> [Поставленная задача A]
Можете воспроизвести строки записей без изменений, начиная со строки, где есть "out the yellow", и заканчивая строкой, где есть "(1036, 387)", включительно?

> [Текст страницы]
>>>>>

Былое и думы (Часть 8, отрывки)
Шрифт:
А за кулисами шпионы били кулаками, ловили, выдавали за воров людей, кричавших "Vive la Pologne!"3 и суд в двух инстанциях осудил их же на тюрьму за препятствие шпионам беззаконно, бесформенно арестовывать их с зуботычинами.
Я нарочно помянул одни мелочи - микроскопическая анатомия легче даст понятие о разложении ткани, чем отрезанный ломоть трупа...
IV. ДАНИИЛЫ
В июньские дни 1848 года, после первого террора и ошеломленья победителей и побежденных, явился представителем угрызения совести угрюмый и худой старик. (468) Мрачными словами заклеймил он и проклял людей "порядка", расстреливавших сотнями, не спрося имени, ссылавших тысячами без суда и державших Париж в осадном положении. Окончив анафему, он обернулся к народу и сказал ему: "А ты молчи, ты слишком беден, чтоб тебе иметь речь".
Это был Ламенне. Его чуть не схватили, но испугались его седин, его морщин, его глаз, на которых дрожала старая слеза и на которых скоро ничего дрожать не будет.
Слова Ламенне прошли бесследно.
Через двадцать лет другие угрюмые старики явились с своим суровым словом, и их голос погиб в пустыне.
Они не верили в силу своих слов, но сердце не выдержало. Не сговариваясь в своих ссылках и удалениях, эти фемические судьи и Даниилы произнесли свой приговор, зная, что он не будет исполнен.
Они, на горе себе, поняли, что это "ничтожное облако, мешающее величественному рассвету", не так ничтожно; что эта историческая мигрень, это похмелье после революции не так-то скоро пройдут, и сказали это.
"В худшие времена древнего цезаризма, - говорил Эдгар Кине на конгрессе в Женеве, - когда все было немо, за исключением владыки, находились люди, оставлявшие свои пустыни для того, чтоб произнести несколько слов правды в глаза падшим народам.
Шестнадцать лет живу я в пустыне и хотел бы, в свою очередь, прервать мертвое молчание, к которому привыкли в наше время".
Какую же весть принес он с своих гор и во имя чего поднял речь? Он ее поднял для того, чтоб сказать своим соотечественникам (француз, о чем бы ни говорил, говорит всегда о Франции): "У вас нет совести... она умерла, раздавленная пятою сильного, она отреклась от себя. Шестнадцать лет искал я следов ее и не нашел!"
"То же было при цезарях в древнем мире. Душа человеческая исчезла. Народы помогали своему порабощению, рукоплескали ему, не показывая ни сожаления, ни раскаяния. Совесть человеческая, исчезая, оставила какую-то пустоту, которая чувствовалась во всем, как теперь, и для того, чтоб ее наполнить, надобно было нового бога. (469)
Кто же наполнит в наше время пропасти, вырытые новым цезаризмом?
На место стертой, упраздненной совести настала ночь, мы бродим впотьмах, не зная, откуда искать помощи, к кому обратиться. Все - соучастник паденья: церковь и суд, народы и общество... Глуха земля, глуха совесть, глухи народы; право погибло с совестью; одна сила царит...

<<<<<

> [Поставленная задача B]
Ответьте по отрывку «Былое и думы»:
(i) Кто явился в июньские дни 1848 года представителем угрызения совести?
(ii) В каком городе проходил конгресс, на котором говорил Эдгар Кине?
(iii) Сколько лет, по его словам, Кине живет в пустыне?

> [Данные для обработки]
>>>>>

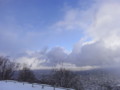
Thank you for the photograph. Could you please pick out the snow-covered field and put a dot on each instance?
(14, 85)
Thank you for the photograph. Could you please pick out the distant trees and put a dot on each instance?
(7, 68)
(66, 78)
(25, 74)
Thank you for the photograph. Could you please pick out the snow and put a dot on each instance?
(14, 85)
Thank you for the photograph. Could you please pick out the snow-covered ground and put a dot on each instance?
(14, 85)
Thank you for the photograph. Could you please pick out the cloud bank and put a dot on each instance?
(100, 46)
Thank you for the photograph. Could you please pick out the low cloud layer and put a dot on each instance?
(100, 46)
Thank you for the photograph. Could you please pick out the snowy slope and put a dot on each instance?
(13, 85)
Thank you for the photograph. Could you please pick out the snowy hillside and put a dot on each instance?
(14, 85)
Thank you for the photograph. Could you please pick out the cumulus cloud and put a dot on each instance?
(100, 47)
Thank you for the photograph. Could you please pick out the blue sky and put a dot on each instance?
(76, 32)
(31, 20)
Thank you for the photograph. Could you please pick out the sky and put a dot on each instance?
(75, 34)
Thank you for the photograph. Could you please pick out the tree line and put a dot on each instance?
(10, 70)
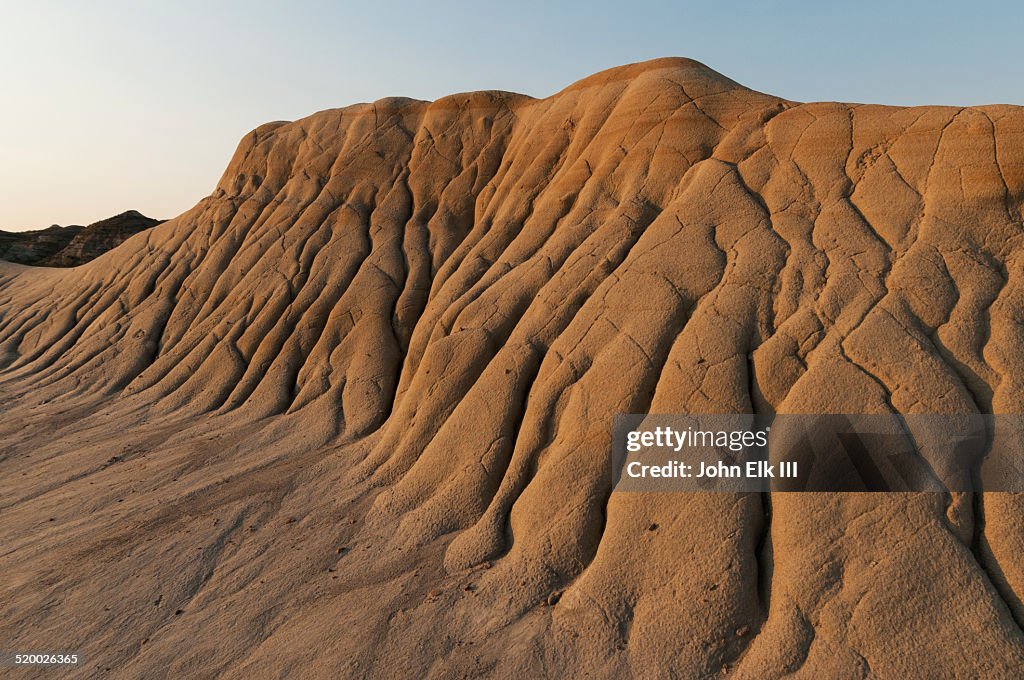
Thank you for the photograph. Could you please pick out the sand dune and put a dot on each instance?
(349, 416)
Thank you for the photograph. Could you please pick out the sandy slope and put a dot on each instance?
(349, 416)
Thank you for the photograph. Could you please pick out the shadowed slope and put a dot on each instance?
(369, 382)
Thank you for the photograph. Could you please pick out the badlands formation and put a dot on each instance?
(70, 246)
(350, 415)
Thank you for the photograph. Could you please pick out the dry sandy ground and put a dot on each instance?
(349, 416)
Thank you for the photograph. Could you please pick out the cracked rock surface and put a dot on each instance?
(350, 415)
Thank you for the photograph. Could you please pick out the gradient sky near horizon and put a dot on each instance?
(115, 104)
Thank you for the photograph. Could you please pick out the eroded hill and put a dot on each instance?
(350, 415)
(71, 246)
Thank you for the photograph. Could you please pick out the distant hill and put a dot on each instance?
(74, 245)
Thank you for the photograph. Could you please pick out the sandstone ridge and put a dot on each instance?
(350, 414)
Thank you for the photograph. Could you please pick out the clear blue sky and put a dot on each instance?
(109, 105)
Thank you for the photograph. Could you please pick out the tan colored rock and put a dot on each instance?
(410, 324)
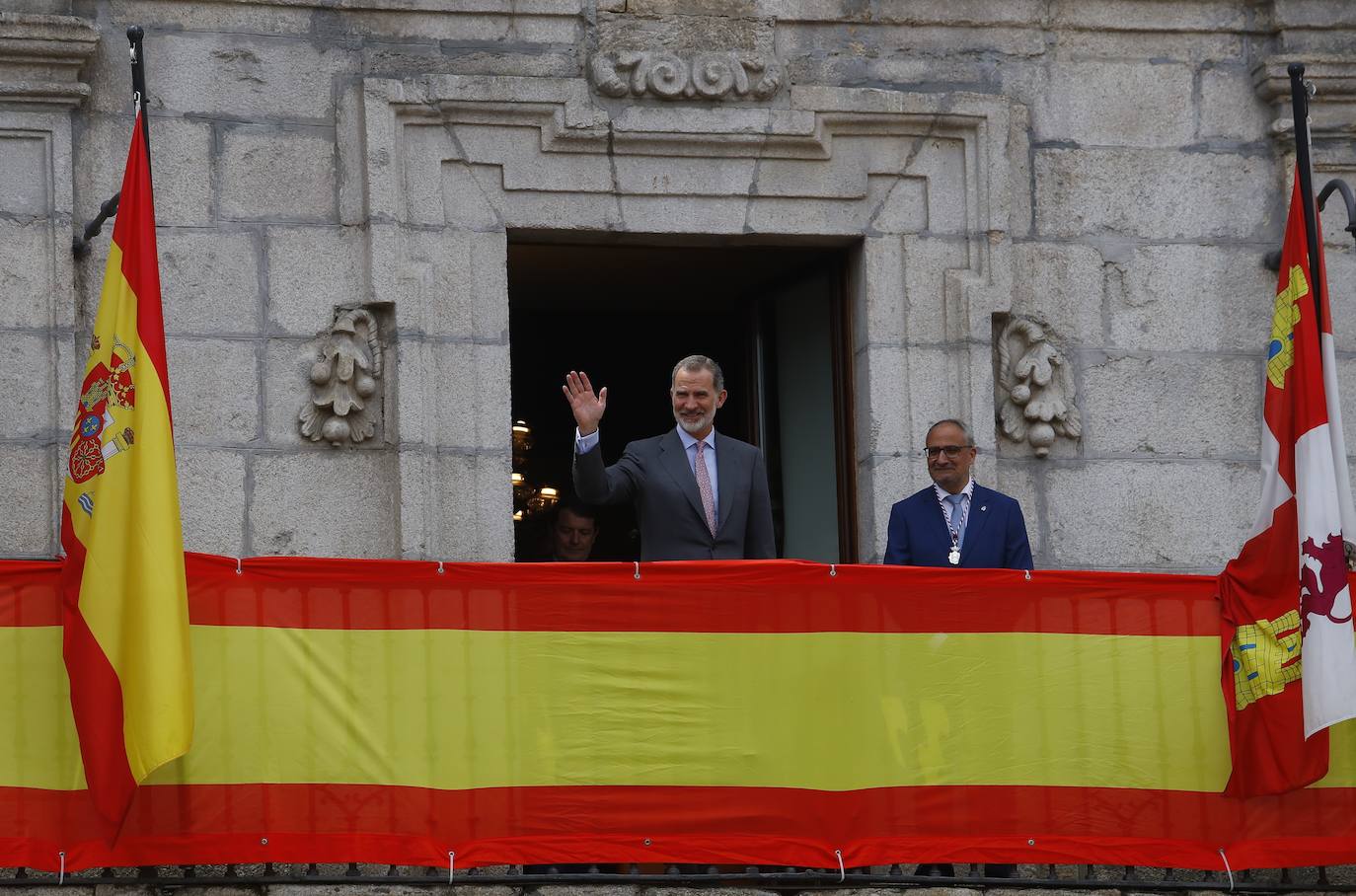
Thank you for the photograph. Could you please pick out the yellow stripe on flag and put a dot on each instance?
(131, 590)
(825, 710)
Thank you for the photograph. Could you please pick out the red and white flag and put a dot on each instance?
(1290, 655)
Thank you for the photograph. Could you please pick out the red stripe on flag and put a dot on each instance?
(304, 592)
(776, 826)
(301, 592)
(134, 232)
(95, 697)
(30, 592)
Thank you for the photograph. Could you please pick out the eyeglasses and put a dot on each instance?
(949, 450)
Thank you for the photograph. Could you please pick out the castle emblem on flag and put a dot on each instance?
(1280, 351)
(1265, 657)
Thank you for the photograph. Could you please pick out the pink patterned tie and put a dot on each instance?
(704, 488)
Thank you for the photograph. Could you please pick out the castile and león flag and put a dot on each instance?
(1290, 659)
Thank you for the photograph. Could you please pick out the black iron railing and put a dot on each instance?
(1331, 878)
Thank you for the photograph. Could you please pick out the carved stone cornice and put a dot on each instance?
(718, 75)
(1333, 106)
(40, 57)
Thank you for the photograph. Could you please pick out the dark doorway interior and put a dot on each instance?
(626, 314)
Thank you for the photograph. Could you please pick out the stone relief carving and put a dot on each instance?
(1036, 388)
(711, 75)
(343, 407)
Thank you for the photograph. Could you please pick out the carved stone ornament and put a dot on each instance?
(714, 75)
(344, 380)
(1036, 387)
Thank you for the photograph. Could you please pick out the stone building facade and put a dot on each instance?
(1087, 185)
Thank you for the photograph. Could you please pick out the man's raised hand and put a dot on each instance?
(586, 406)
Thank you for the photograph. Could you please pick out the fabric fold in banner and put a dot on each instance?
(125, 598)
(1288, 657)
(761, 711)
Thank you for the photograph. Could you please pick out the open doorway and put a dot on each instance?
(773, 316)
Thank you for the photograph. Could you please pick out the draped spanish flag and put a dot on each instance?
(125, 609)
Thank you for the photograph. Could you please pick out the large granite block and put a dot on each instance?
(1092, 104)
(1193, 298)
(180, 158)
(1153, 194)
(29, 525)
(276, 174)
(214, 389)
(1191, 515)
(1171, 406)
(212, 499)
(209, 281)
(312, 270)
(1062, 285)
(325, 503)
(225, 75)
(28, 388)
(26, 278)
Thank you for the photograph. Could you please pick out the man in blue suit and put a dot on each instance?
(956, 522)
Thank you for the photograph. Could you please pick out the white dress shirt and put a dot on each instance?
(584, 443)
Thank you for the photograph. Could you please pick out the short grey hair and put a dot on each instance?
(692, 363)
(964, 430)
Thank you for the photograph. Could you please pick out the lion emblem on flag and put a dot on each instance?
(1322, 575)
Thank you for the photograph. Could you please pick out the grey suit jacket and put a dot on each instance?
(653, 475)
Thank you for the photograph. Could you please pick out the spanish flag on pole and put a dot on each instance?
(1287, 641)
(125, 599)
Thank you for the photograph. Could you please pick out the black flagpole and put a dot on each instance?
(138, 84)
(1299, 102)
(138, 91)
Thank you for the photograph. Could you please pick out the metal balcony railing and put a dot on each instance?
(1323, 878)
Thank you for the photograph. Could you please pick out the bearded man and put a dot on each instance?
(697, 495)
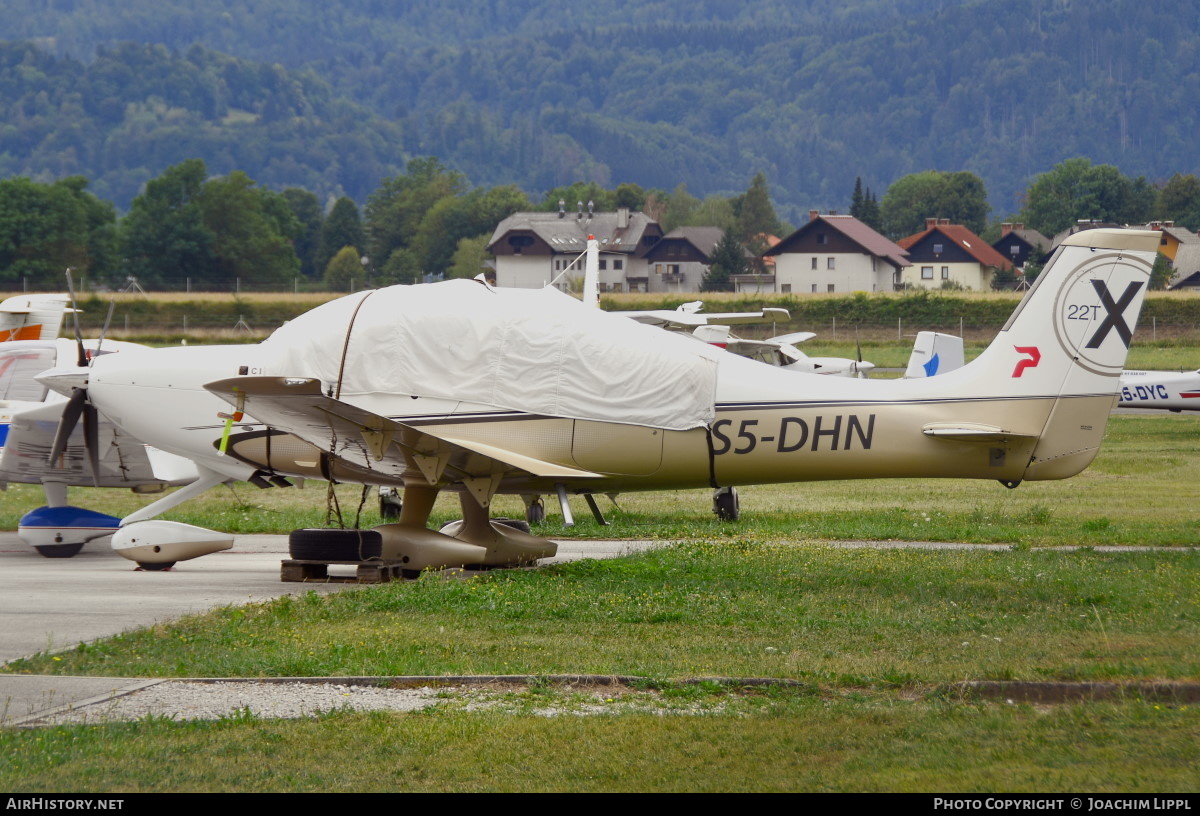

<<<<<

> [Решение упражнения A]
Thank you for the photograph. Could you please pick out the yellow stripe on flag and put a dot on each instance?
(131, 590)
(825, 710)
Thank you for the photograph. Could you please pick out the red and white flag and put a dot on each instance?
(1290, 655)
Thank you for the photograph. Could you please pick out the red stripe on flag and put a dot on each instance?
(304, 592)
(776, 826)
(301, 592)
(134, 232)
(95, 697)
(30, 592)
Thank you for the photograph. Could you please pick out the eyeglasses and put a dot on each instance?
(949, 450)
Thank you for the photograph. Could you please pick out the castle emblem on flag and put a dot on each instance?
(1280, 351)
(1265, 657)
Thank you for the photograph. Could you please pick out the pink patterned tie and put a dot on each instance?
(704, 488)
Thank you for the photograph. Could you please pick out the castile and león flag and put a dot on each instance?
(1290, 659)
Thank you for the photograph. Could you please pick out the black iron railing and put a dot on each instance?
(1331, 878)
Thank you for the photograph. Could you please pick out the carved stone cornice and put a dot on each instance?
(718, 75)
(1333, 106)
(40, 57)
Thank you for the photograph. Could you please pick out the dark doorway interior and put a dot on each instance?
(626, 314)
Thank you for the photograph. Could you please pick out the stone relief carving and put a dot on each instance?
(1036, 388)
(711, 75)
(343, 407)
Thank you for the photograph. Could you please pick out the carved stone ornament and put a dot on each instance?
(714, 75)
(344, 380)
(1036, 387)

> [Решение упражнения B]
(i) Ламенне.
(ii) В Женеве.
(iii) Шестнадцать лет.